======== Excerpted passage ========

That created a mirror people hold up to compare their current mode of consumption with the previous one — something that has affected migration because “One of the things you see is that you hit that mirror and you leave the country seeking a lifestyle that you’re not going to find here.”
- Collective resistances
Fourth, [Vargas notes], “The reconfigurations have led to a growing number of collective forms, which can be organized, including communal markets, peasant farmers, systems of exchange between organized communities, cooperativism.”
These collective forms, described by Vargas, are linked with what he calls the “growth of the small,” such as family farming, mutual support between families, direct exchange between neighbors and between Whatsapp groups. The “small,” multiplied on a national scale, has a massive impact.
Access to dollars
The four elements described above have been maintained throughout the last few years and during the recent development of what is commonly called dollarization, in which García says that “A vast majority of the population, both urban and rural, has little or sporadic access to dollars.”
The strategies to get income in dollars depend on possibilities, skills and historical reflexes. Thus, for example, for the middle classes, accustomed to established professions, such as teachers, “They are forced to emigrate because they do not know how to do anything other than work for a salary doing what they know how to do.”
That out-migration, which is pervasive in society, generates money transfers or remittances and redefines spaces. In some middle-class areas [according to the researchers], “You see more and more really old people walking around, figuring out how to solve problems, elderly citizens who sometimes stay with the little kids.” In some of those places, many of the youth have had to emigrate to find jobs and send money home to their families.

======== Data provided ========

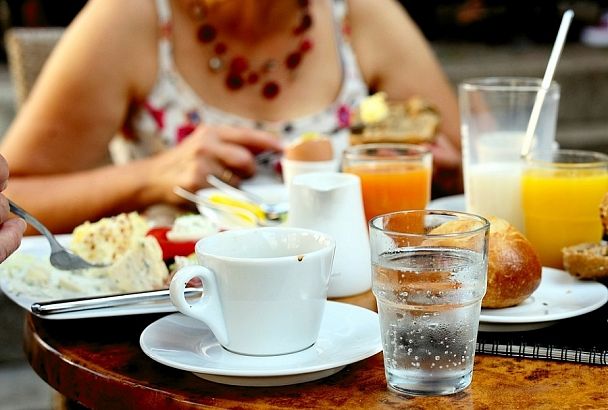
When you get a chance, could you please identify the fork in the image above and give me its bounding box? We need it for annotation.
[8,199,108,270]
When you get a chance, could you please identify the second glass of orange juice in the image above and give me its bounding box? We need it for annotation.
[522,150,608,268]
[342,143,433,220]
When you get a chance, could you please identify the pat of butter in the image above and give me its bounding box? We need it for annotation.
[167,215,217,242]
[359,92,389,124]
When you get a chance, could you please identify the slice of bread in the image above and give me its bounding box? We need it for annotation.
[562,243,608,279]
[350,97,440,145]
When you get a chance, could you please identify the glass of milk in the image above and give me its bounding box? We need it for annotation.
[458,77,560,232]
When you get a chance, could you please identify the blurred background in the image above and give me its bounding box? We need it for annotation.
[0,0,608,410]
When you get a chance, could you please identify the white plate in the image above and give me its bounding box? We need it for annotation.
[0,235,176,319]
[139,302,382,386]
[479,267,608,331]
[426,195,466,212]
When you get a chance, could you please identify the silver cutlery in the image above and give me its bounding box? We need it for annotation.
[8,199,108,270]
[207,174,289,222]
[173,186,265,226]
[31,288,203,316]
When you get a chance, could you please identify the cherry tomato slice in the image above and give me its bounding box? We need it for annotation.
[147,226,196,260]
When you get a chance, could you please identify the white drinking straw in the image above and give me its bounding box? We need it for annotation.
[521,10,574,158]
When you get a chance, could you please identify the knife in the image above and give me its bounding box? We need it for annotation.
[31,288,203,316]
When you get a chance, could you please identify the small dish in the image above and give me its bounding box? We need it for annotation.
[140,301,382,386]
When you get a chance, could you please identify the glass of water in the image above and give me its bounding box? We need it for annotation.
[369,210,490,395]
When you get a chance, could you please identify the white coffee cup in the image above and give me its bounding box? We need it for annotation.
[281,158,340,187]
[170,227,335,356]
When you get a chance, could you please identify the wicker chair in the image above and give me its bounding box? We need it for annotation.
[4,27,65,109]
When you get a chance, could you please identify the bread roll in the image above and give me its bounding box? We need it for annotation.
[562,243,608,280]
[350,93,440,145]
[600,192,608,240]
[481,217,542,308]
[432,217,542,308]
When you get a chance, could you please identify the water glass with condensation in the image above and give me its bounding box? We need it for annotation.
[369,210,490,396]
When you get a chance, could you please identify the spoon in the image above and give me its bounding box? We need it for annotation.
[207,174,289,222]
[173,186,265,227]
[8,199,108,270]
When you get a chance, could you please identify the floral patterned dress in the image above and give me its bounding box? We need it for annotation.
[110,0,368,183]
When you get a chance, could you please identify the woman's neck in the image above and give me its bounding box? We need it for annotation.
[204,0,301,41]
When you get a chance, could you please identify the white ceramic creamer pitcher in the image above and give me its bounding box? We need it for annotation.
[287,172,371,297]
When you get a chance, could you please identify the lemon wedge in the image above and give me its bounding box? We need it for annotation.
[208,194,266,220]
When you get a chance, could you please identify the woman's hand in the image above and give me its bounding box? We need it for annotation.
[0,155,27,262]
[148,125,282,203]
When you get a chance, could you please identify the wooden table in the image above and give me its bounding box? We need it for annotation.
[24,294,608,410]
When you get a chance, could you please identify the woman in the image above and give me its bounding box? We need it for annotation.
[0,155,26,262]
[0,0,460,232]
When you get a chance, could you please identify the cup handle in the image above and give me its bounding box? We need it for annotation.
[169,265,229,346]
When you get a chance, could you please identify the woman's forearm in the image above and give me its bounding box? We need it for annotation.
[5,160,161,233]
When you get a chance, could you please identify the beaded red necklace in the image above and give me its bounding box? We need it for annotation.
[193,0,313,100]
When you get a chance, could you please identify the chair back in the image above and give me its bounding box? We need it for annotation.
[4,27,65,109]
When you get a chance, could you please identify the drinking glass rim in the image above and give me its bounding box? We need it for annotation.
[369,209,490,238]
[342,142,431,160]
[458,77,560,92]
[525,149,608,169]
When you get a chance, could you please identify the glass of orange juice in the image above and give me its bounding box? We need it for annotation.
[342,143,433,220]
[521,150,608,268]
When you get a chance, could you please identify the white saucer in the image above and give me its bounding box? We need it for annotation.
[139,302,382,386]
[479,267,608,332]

========

- [Exercise goal] Reproduce the passage on dollarization between "The strategies to" and "to their families.", inclusive, swapping "teachers" for "nurses". These entries were taken from a different source than the text.

- [Your solution]
The strategies to get income in dollars depend on possibilities, skills and historical reflexes. Thus, for example, for the middle classes, accustomed to established professions, such as nurses, “They are forced to emigrate because they do not know how to do anything other than work for a salary doing what they know how to do.”
That out-migration, which is pervasive in society, generates money transfers or remittances and redefines spaces. In some middle-class areas [according to the researchers], “You see more and more really old people walking around, figuring out how to solve problems, elderly citizens who sometimes stay with the little kids.” In some of those places, many of the youth have had to emigrate to find jobs and send money home to their families.